Problem A »
According to the comment thread, which candidate "rocks the house"?
Problem B »
Pull out every row that contains the word "white".

Hooray for voting your conscience.



( Read 14 comments — Leave a comment )
Nov. 2nd, 2004 11:43 am (UTC)
Badnarik rocks the house! Three times the joy! ^_^
Nov. 2nd, 2004 11:52 am (UTC)
Trying some last-minute swaying of people... not going to work probably, but anything's possible!
Nov. 2nd, 2004 11:55 am (UTC)
WOOOHOOO!!!! *still spazzing all over the place*

I love how biased our whole little group is. Like, on your poll, it looks like Badnarik should win, but if you zoom out to the rest of the US, it's like "Not eeeeeeeeven". I like it this way, though. It's so cool that I know so many people who support Badnarik.
Nov. 2nd, 2004 12:51 pm (UTC)
I've been thinking about that a lot lately. A lot.

I think that, on the whole, it's because our little circle tends towards the younger end of the voter scale, and the two major parties really don't make much of an effort to reach us as a group. Mostly because the 18-30 (or whatever the normal cutoff is) group doesn't tend to vote.

And that, I think, is because we, as a group, don't see either of the two major parties supporting the issues we feel are important, or taking stances that we agree on. They're too busy taking centrist "whatever makes the most people happy, or at least not unhappy enough to vote for the other guy" positions. They don't say "I'm for this" or "I'm against that." They say things like "I've considered both sides of the issue and *blahblahfiftyminuteslater* It's a complex issue."

Third parties take stances. They support issues, very clearly. They're against things, very clearly. They have to be - that's how they gain support. And it attracts younger voters, who on the whole have a sense of disdain for the Good Old Boys Club that is DC.
Nov. 2nd, 2004 01:16 pm (UTC)
While this is certainly a factor, I also think that the simple fact that we use this medium is also a big factor.

The Internet elite, the people who write the standards and the software, are libertarian-leaning. They think cryptography is a right, not a privilege; they say things like "the Internet treats censorship as damage and routes around it"; they black out their web pages when their rights are under fire. In the physical realm, they're often against gun control and surveillance.

The adept Internet user (like most of my friends) is a person who is self-sufficient in many ways. They know how to get information on their own, instead of having it spoon-fed to them. Consider sites like factcheck.org, for example, or any of the many blogs online. These people know information--how to find it, how to check it, and how to rebut it.

The first group is naturally attracted to simple, logical structures--ones like the Internet they designed. The LP has a simple, logical philosophy ("if it doesn't violate someone's rights, it's none of the government's business"), and it supports their opinions on information freedom, so they think it's a good idea.

The second group knows when they're being lied to and doesn't like it. Major-party politicians lay the lies on thick and fast, while third parties tend to be honest. These people eschew the major parties, and many of them take a cue from the elite or decide to go libertarian themselves.
Nov. 2nd, 2004 08:57 pm (UTC)
Actually, I didn't vote today.

Exercise input »
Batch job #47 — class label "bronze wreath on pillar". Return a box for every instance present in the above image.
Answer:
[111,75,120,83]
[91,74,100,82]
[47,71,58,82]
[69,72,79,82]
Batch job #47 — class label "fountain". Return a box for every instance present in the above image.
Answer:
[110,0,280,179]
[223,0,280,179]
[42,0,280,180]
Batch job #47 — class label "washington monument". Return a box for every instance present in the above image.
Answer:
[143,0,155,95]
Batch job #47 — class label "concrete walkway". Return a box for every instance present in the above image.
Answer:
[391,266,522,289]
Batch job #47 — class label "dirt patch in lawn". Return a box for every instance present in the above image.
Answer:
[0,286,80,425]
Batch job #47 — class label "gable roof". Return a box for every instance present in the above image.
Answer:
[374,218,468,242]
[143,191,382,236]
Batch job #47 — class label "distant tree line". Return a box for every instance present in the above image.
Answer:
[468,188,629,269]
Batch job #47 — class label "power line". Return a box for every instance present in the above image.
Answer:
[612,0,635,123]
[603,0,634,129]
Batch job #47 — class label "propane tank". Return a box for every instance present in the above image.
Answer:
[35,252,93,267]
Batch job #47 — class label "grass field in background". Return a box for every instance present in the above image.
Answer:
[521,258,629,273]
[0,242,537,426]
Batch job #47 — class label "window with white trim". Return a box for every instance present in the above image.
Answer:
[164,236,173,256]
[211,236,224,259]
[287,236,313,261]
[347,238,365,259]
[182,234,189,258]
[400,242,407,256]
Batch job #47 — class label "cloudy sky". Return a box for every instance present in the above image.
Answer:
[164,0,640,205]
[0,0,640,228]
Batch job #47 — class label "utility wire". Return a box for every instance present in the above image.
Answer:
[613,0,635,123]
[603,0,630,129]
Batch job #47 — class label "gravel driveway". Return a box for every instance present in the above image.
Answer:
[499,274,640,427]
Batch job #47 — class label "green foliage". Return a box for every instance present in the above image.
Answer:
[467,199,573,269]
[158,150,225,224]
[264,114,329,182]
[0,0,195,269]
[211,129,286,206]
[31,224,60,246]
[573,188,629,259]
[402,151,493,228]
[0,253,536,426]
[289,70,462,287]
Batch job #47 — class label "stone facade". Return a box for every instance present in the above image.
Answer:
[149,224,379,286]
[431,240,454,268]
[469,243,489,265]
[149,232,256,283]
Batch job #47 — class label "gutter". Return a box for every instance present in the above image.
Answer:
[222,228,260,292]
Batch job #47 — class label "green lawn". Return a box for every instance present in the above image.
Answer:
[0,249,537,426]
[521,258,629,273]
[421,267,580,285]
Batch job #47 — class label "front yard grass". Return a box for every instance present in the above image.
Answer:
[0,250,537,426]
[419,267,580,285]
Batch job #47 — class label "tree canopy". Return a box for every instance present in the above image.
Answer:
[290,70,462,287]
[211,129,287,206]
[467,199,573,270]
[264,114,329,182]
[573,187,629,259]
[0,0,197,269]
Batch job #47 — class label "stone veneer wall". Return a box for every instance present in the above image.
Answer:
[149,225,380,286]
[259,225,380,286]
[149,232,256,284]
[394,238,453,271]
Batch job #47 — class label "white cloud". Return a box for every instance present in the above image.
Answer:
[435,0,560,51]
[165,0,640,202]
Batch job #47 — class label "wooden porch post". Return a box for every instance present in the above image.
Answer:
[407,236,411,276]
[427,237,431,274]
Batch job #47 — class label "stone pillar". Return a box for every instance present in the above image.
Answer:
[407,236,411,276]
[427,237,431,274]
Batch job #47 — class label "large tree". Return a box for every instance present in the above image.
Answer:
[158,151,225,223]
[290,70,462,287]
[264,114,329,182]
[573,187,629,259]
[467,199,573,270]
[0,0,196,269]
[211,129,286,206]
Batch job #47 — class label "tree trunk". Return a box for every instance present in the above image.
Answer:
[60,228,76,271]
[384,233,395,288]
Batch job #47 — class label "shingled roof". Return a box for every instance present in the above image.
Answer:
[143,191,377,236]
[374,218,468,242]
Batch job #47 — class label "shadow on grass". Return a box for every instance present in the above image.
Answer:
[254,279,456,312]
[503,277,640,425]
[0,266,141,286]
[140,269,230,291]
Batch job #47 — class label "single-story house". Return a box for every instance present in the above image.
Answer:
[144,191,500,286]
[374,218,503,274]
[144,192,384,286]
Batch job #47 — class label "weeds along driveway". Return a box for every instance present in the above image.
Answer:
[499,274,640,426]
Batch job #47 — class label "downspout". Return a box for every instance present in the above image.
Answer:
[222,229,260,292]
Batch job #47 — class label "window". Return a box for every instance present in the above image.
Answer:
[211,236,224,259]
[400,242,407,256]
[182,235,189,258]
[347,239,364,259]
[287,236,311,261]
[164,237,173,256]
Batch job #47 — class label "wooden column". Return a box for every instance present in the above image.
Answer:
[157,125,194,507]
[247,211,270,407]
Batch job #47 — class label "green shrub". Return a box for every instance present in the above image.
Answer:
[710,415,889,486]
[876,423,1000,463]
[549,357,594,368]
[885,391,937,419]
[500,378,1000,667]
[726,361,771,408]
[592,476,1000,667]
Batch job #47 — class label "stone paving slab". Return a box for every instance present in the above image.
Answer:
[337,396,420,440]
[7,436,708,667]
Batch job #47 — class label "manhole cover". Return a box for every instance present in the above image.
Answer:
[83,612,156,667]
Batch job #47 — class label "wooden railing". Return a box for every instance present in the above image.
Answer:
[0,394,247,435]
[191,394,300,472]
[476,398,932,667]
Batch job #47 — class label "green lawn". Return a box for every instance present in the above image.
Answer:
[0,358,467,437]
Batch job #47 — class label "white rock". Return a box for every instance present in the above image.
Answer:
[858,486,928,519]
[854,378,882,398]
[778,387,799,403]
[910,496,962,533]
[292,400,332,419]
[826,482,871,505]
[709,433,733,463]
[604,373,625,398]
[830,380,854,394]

Task output A »
Badnarik.

Task output B »
Batch job #47 — class label "window with white trim". Return a box for every instance present in the above image.
Batch job #47 — class label "white cloud". Return a box for every instance present in the above image.
Batch job #47 — class label "white rock". Return a box for every instance present in the above image.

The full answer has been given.